ACTIVITY =>
Check every line of the material below, and show those that contain "cookie".

━━━

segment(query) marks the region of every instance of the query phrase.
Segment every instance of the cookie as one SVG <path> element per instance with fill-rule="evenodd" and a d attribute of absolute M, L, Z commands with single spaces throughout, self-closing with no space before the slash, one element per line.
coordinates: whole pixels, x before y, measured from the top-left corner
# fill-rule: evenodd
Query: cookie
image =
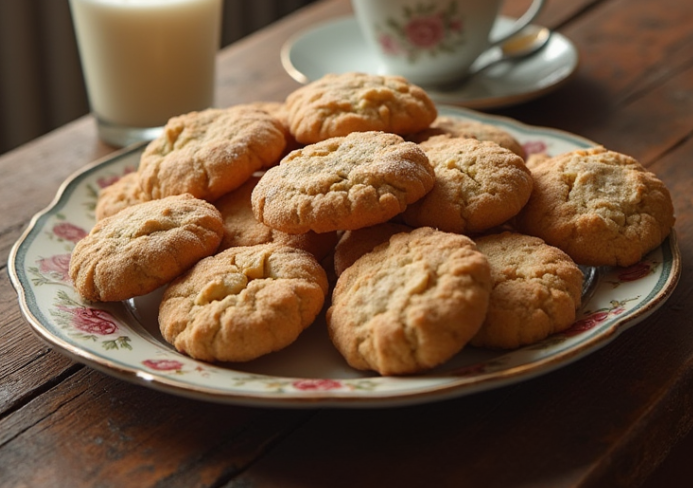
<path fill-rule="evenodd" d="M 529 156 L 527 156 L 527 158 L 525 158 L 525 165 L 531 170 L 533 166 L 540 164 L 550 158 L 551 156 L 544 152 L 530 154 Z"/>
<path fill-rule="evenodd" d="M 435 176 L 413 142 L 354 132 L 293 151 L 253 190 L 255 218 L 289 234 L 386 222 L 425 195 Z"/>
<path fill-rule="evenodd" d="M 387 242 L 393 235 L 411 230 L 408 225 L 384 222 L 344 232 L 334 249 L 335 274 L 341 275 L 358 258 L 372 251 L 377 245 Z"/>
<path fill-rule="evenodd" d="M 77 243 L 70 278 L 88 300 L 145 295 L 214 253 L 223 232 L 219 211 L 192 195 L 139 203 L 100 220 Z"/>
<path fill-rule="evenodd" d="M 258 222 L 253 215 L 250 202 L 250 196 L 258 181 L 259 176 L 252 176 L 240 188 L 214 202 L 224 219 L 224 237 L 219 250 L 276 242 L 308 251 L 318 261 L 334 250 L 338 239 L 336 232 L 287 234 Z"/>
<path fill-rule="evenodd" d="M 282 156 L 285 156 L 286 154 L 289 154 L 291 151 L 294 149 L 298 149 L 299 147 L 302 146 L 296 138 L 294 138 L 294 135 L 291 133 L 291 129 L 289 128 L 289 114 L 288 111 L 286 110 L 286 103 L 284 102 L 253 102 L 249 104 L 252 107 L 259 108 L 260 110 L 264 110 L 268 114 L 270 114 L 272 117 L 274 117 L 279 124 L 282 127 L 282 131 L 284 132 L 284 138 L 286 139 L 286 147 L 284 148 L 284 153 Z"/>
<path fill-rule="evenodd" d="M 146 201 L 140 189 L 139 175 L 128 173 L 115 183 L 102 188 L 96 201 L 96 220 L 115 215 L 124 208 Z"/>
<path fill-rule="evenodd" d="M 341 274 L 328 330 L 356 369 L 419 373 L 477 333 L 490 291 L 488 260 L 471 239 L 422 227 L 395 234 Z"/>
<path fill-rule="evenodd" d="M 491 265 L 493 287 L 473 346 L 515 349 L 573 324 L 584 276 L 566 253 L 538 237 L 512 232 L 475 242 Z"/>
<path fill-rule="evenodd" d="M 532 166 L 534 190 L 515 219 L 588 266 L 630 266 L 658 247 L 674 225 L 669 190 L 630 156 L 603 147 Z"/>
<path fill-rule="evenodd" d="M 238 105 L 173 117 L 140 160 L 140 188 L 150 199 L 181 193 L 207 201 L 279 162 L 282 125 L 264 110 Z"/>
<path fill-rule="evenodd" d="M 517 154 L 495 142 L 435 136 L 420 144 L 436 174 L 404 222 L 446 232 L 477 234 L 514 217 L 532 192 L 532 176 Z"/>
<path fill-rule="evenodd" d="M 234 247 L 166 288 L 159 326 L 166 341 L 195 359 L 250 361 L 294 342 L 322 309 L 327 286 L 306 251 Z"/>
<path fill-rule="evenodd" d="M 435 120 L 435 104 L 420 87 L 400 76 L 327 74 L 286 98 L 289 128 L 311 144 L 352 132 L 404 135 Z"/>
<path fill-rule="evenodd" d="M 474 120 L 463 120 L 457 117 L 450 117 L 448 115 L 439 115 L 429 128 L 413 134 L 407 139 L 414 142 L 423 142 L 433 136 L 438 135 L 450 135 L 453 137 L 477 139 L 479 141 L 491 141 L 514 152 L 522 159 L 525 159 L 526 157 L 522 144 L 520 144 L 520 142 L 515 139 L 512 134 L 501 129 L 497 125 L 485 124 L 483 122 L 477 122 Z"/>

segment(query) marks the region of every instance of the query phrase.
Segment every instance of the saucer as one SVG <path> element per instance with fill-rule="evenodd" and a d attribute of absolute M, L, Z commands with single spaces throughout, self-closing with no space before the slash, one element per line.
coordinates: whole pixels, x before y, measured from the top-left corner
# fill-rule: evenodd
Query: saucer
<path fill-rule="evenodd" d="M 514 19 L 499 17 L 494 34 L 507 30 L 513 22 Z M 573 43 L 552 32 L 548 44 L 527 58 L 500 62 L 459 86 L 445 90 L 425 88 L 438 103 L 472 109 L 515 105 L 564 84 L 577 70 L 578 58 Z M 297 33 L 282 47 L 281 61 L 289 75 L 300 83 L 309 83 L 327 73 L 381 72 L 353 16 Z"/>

━━━

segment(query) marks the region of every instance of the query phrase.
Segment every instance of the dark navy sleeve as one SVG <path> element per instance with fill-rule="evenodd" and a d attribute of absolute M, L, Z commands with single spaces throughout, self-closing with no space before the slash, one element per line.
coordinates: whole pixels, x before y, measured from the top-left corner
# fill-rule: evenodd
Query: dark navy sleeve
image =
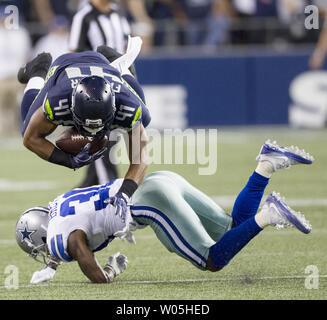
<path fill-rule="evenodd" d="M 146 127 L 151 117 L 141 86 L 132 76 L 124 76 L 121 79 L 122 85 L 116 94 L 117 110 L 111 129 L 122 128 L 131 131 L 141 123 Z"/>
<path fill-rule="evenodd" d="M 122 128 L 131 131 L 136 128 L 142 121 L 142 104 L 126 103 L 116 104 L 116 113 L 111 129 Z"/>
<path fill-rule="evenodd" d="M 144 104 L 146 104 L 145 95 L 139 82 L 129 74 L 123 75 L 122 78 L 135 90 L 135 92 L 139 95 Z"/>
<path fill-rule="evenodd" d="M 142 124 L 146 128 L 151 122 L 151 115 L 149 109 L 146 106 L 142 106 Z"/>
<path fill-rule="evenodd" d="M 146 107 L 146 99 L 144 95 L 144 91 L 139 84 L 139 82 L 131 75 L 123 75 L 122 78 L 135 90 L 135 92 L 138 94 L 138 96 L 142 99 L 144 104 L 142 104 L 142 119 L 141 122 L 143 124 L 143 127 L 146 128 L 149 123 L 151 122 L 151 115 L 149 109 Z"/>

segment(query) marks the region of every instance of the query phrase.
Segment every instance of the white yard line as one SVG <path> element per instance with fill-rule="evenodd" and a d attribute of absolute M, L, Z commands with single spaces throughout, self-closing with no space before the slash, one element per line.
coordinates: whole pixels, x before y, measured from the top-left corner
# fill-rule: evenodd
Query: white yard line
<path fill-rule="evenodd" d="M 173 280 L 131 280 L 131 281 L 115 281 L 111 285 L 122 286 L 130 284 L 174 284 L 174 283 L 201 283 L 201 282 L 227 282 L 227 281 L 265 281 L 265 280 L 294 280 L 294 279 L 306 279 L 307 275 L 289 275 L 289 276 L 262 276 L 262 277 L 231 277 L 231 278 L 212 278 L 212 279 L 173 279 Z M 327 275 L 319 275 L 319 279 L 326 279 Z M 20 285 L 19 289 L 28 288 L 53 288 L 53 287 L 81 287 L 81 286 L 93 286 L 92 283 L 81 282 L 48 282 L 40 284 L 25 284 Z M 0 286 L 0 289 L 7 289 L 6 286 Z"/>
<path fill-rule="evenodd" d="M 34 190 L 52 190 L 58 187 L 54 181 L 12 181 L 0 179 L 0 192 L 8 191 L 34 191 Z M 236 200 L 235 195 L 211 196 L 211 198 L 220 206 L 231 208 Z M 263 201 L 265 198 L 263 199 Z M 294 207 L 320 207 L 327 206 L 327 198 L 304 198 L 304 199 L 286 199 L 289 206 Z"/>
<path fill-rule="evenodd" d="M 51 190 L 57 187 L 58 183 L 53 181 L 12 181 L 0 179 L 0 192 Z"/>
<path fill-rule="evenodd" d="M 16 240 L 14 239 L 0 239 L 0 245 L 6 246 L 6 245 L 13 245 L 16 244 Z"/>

━━━

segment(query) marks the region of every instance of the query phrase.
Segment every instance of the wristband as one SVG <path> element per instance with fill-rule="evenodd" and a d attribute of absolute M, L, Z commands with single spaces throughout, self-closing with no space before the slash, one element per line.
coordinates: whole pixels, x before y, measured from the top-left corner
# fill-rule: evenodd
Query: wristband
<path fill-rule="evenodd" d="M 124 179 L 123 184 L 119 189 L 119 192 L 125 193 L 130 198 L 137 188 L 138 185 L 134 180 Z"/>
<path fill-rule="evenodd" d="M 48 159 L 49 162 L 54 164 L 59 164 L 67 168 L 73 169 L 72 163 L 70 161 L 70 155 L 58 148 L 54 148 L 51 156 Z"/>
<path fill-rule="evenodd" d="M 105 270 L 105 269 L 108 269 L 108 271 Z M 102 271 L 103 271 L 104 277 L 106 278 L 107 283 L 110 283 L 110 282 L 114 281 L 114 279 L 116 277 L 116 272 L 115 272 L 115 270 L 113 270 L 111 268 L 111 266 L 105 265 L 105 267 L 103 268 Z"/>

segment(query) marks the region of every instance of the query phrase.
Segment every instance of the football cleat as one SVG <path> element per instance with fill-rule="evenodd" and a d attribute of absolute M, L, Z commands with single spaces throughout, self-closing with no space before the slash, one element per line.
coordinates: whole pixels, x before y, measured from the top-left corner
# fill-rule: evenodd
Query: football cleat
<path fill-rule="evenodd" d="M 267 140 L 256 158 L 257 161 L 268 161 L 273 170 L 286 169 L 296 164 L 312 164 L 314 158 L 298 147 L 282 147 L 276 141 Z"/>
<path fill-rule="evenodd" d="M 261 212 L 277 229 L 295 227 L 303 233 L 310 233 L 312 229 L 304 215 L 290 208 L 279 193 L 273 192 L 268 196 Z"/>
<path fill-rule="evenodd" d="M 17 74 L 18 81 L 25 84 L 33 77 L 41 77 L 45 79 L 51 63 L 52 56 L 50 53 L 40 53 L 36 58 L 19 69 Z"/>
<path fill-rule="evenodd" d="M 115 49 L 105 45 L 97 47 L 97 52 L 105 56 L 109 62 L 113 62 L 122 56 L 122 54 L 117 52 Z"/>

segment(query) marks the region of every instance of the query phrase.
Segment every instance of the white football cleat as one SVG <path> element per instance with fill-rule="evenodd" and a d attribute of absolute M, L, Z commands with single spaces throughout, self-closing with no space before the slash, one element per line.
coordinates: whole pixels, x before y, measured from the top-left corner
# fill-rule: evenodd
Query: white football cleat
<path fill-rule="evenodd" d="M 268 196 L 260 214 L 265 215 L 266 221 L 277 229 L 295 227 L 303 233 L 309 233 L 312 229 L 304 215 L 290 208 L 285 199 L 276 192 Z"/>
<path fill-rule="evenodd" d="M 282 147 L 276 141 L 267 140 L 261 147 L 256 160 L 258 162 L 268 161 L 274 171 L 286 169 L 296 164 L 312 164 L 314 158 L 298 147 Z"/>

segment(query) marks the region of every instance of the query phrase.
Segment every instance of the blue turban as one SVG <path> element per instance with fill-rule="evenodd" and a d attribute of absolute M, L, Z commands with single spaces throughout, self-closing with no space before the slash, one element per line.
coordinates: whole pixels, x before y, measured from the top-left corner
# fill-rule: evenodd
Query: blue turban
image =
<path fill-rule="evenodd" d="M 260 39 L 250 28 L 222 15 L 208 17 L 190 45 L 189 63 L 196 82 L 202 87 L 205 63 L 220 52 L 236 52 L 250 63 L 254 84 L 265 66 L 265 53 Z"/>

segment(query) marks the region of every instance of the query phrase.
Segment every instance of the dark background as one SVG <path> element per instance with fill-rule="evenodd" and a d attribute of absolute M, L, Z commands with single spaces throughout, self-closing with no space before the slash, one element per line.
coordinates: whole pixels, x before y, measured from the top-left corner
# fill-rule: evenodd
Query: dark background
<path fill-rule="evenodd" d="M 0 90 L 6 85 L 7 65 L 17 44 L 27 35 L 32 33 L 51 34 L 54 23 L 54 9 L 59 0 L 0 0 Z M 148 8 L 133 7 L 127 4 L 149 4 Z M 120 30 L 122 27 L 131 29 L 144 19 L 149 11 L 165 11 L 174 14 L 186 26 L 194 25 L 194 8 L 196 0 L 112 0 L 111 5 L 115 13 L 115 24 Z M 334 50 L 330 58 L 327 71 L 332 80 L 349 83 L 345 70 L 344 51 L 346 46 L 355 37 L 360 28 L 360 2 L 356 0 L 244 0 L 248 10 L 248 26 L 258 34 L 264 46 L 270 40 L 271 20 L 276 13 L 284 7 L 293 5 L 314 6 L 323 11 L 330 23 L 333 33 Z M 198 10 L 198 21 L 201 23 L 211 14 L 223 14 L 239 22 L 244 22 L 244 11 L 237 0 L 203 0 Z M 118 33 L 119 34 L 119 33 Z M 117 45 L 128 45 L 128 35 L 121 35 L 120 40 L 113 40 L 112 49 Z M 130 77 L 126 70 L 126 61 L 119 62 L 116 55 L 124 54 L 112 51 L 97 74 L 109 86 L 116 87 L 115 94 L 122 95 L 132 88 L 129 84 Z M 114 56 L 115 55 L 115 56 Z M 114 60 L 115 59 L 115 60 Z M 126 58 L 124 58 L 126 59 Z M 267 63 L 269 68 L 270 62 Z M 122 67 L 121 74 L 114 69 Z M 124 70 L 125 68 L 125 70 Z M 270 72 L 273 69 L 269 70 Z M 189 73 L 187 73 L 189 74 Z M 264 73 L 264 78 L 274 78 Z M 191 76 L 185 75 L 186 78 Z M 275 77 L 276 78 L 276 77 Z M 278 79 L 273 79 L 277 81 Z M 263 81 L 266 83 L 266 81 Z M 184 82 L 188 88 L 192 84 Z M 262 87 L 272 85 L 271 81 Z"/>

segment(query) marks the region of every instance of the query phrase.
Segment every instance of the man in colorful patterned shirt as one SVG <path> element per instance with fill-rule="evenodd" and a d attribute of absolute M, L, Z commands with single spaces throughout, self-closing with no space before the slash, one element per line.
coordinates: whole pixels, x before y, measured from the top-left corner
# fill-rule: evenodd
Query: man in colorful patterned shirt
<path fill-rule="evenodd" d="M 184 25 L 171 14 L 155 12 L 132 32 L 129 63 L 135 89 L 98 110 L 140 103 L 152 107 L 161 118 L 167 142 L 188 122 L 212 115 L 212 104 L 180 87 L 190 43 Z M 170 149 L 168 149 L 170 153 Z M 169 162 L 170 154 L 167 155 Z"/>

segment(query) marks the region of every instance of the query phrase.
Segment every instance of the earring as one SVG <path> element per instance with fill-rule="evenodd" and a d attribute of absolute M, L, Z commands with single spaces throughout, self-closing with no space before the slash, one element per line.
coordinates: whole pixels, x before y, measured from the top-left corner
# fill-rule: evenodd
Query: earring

━━━

WRITTEN RESPONSE =>
Segment every instance of the cookie as one SVG <path> element per instance with fill-rule="evenodd" and a d attribute of absolute M, L, Z commands with single spaces throughout, self-closing with no space before the slash, one element per line.
Query: cookie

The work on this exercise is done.